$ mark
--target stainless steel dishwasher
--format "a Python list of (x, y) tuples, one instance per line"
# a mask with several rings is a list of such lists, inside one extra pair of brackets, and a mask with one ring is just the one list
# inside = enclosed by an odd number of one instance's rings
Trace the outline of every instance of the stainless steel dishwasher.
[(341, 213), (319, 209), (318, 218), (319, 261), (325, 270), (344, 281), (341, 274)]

════════════════

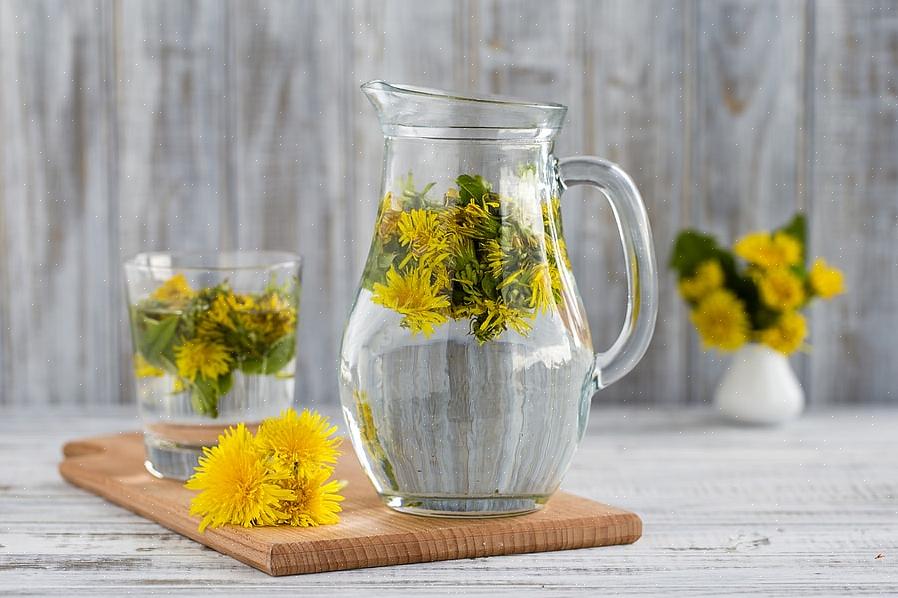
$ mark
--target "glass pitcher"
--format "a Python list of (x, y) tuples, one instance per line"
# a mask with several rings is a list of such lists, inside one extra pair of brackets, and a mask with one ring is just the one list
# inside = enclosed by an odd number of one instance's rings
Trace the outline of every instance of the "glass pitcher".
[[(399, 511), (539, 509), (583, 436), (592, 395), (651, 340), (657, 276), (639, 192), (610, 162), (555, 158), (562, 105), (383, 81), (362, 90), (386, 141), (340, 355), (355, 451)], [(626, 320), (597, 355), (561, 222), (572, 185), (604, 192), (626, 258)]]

════════════════

■ Stated task
Count the lines in the material above that contain the string "glass", and reply with only that number.

■ Correct output
2